───── LISTED RECORDS

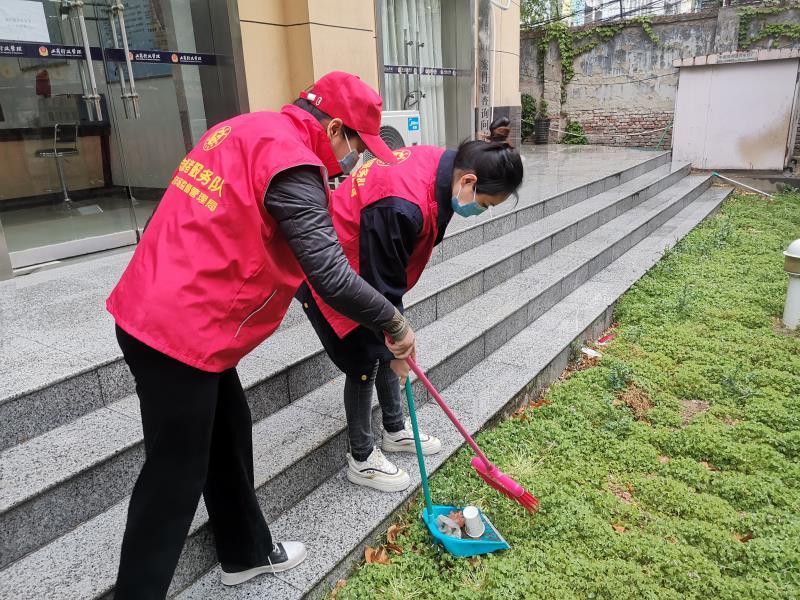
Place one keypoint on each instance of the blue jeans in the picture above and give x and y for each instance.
(358, 406)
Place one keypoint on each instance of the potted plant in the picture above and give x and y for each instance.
(541, 125)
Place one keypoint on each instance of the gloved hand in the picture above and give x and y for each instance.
(400, 338)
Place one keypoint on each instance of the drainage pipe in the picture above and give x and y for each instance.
(791, 264)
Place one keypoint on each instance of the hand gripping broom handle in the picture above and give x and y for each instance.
(414, 367)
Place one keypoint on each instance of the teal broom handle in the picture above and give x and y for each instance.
(420, 458)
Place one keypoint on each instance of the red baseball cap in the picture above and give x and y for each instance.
(344, 95)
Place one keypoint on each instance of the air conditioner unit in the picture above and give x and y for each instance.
(399, 128)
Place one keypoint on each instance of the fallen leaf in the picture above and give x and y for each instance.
(691, 408)
(394, 548)
(394, 531)
(376, 555)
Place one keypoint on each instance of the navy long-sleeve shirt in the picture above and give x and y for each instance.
(389, 230)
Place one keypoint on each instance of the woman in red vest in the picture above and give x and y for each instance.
(388, 219)
(243, 222)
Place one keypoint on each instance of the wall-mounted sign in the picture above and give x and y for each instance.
(44, 51)
(733, 57)
(411, 69)
(484, 107)
(23, 21)
(162, 57)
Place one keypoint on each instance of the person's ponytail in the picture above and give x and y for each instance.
(495, 161)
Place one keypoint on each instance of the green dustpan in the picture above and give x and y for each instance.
(490, 541)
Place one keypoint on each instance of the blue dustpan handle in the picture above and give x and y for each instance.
(420, 459)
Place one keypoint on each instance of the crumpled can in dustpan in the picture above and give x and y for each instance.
(489, 541)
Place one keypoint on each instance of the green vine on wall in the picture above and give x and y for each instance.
(774, 31)
(572, 44)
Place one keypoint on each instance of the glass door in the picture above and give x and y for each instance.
(142, 79)
(427, 55)
(58, 196)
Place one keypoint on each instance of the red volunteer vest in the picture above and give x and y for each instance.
(413, 179)
(213, 276)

──────────

TASK REQUIREMENTS - Copy the listing above word for word, from start to finish, but leave out the picture.

REPLY -
Place one keypoint on each instance of the blue jeans in the picture above and give x and y for each instance.
(358, 406)
Place one keypoint on each instance of the potted plant in the picture above and give x and y for each instance.
(541, 125)
Place one keypoint on each instance of the gloved hand in the picture above and give x and y for each instance.
(400, 338)
Place one keypoint on each instance of the drainage pipe in the picture above and give x and y for each instance.
(791, 264)
Place one keypoint on each instance of the hand gripping broom handle in the picture above and give x and y for each instance.
(414, 367)
Place one keypoint on each instance of the teal broom handle in the picture above and give x and y for each instance.
(420, 458)
Place one keypoint on each instance of the red baseball cap in the picture above and give x and y for each instance.
(344, 95)
Place one keypoint on each instance of the air conditioner unit in the picture above and give x and y for each instance.
(399, 128)
Place one keypoint on each instance of the fallen leaf in the picture above and give x and y for each instance.
(691, 408)
(394, 548)
(394, 531)
(376, 555)
Place one keypoint on each instance of the navy long-sleeve shirt in the picture above and give x and y for each instance.
(389, 230)
Place one keypoint on each instance of the woman in red vest in the picture above and give x and y for each instance.
(388, 219)
(243, 222)
Place one keypoint on each instance of the wall-mounted sign in the picture above and give x and y for each instance.
(44, 51)
(733, 57)
(411, 69)
(484, 107)
(23, 21)
(162, 57)
Place one keypoint on each instance of the person's ponytail in the picture above and give x and y for each instance.
(495, 161)
Place one keypoint on each instance of the green dustpan in the picture above and give x and y for each instance.
(490, 541)
Place one keypoint on each instance of the blue dustpan handle in the picture above and give x and y for each instance.
(420, 459)
Place one keypoint on each instance of the crumpled can in dustpan in the picture above and give x and y for each instance.
(489, 541)
Place one keypoint on each instance of the green vine on wall in the picture above and give x and y for each instance.
(774, 31)
(572, 44)
Place one keypoint on each instance of the glass door in the picture above and give x and y for each instance.
(142, 79)
(427, 55)
(58, 196)
Place one keypoint on each instance of the red volunteer vest in the picture above and give x and y for each instance.
(413, 179)
(213, 276)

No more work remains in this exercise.